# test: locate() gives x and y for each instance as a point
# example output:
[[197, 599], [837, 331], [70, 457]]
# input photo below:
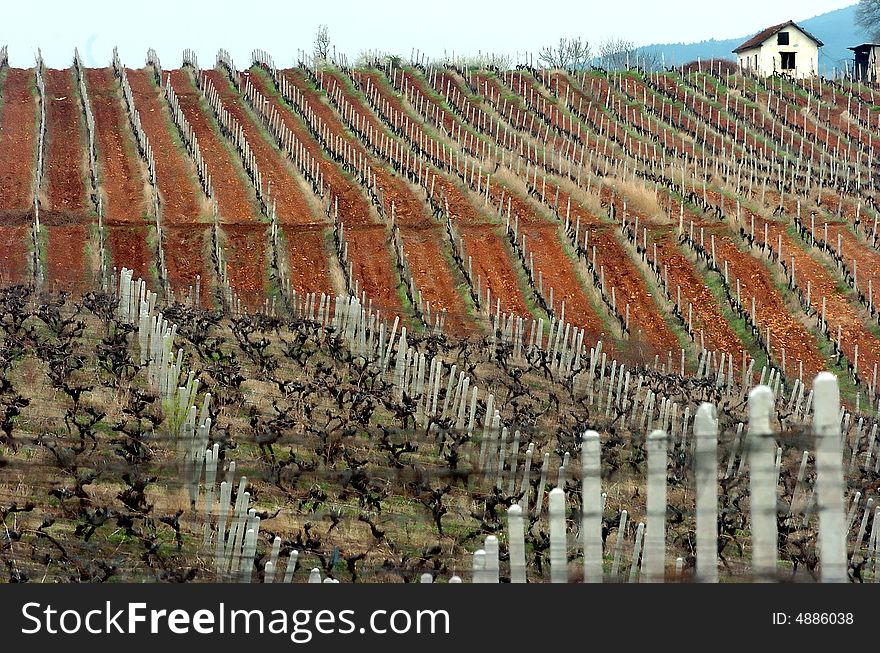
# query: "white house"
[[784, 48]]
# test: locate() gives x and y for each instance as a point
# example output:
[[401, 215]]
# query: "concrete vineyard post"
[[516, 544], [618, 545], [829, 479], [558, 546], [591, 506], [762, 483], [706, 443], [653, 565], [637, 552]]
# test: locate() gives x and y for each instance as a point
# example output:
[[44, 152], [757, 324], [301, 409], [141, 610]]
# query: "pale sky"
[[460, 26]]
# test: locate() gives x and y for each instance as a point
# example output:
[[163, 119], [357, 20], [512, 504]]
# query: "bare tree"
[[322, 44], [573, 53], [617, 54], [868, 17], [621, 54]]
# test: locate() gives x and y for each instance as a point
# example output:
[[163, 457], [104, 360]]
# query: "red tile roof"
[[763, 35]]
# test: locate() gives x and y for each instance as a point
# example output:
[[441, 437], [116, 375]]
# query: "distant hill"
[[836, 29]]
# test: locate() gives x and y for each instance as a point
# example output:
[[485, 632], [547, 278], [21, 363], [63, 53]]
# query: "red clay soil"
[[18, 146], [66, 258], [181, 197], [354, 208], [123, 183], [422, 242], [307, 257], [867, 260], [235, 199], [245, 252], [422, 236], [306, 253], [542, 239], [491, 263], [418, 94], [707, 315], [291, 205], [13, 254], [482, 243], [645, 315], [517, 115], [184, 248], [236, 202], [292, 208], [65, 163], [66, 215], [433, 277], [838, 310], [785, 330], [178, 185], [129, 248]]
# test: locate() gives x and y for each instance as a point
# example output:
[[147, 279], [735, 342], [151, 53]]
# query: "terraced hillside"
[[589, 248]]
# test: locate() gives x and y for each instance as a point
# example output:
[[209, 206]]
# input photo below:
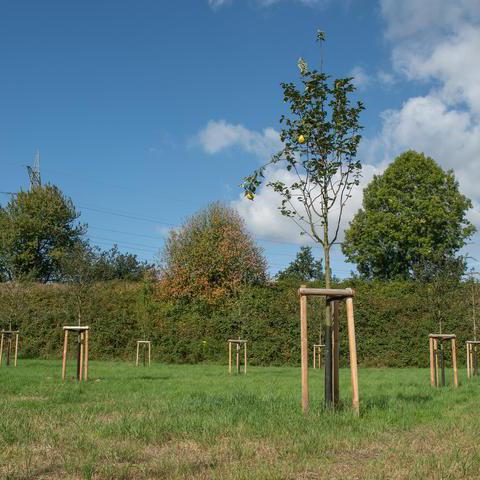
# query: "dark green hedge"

EXERCISE INSTRUCTIONS:
Edit the records above: replace "example output" with "sample output" everywhere it appears and keep every other part of the lines unchanged. Leave the pictures out of your answer.

ANSWER TO THE EXERCISE:
# test: locate() gives x and y for each instance as a point
# sample output:
[[197, 599], [837, 331], [70, 457]]
# input photo below:
# query: "white house"
[[784, 48]]
# test: locate() gives x and y for each instance as a point
# sample output:
[[401, 215]]
# query: "concrete vineyard post"
[[516, 544], [618, 545], [829, 479], [558, 546], [591, 506], [762, 483], [706, 443], [653, 565], [637, 552]]
# test: locate() gives x and y for each instance as a point
# sample output:
[[44, 152], [757, 324], [301, 409], [141, 610]]
# query: "pale sky"
[[460, 26]]
# test: locate() gives x and y for each instance as a point
# sample output:
[[163, 119], [357, 20], [512, 504]]
# query: "bare tree"
[[322, 44], [573, 53], [617, 54], [868, 17], [621, 54]]
# test: locate() gives x and y for each instance as a point
# sample output:
[[163, 457], [104, 360]]
# query: "red tile roof"
[[763, 35]]
# test: locate() gives x and y for each instance as a point
# sample output:
[[441, 437], [116, 375]]
# query: "distant hill"
[[836, 29]]
# test: locate() gives x and y for each instance as a point
# sample output:
[[485, 632], [547, 278], [21, 363], [63, 53]]
# query: "red clay soil"
[[18, 146], [66, 258], [181, 197], [354, 208], [123, 183], [422, 242], [307, 257], [867, 260], [235, 199], [245, 252], [422, 236], [306, 253], [542, 239], [491, 263], [418, 94], [707, 315], [291, 205], [13, 254], [482, 243], [645, 315], [517, 115], [184, 248], [236, 202], [292, 208], [65, 163], [66, 215], [433, 277], [838, 310], [785, 330], [178, 185], [129, 248]]
# test: locate() gives x and y for each instance as a point
# sample output:
[[147, 279], [735, 342], [151, 53]]
# query: "terraced hillside"
[[589, 248]]
# test: locate() gives x and y for each instance as a point
# sample output:
[[209, 206]]
# input photo below:
# query: "dark green hedge"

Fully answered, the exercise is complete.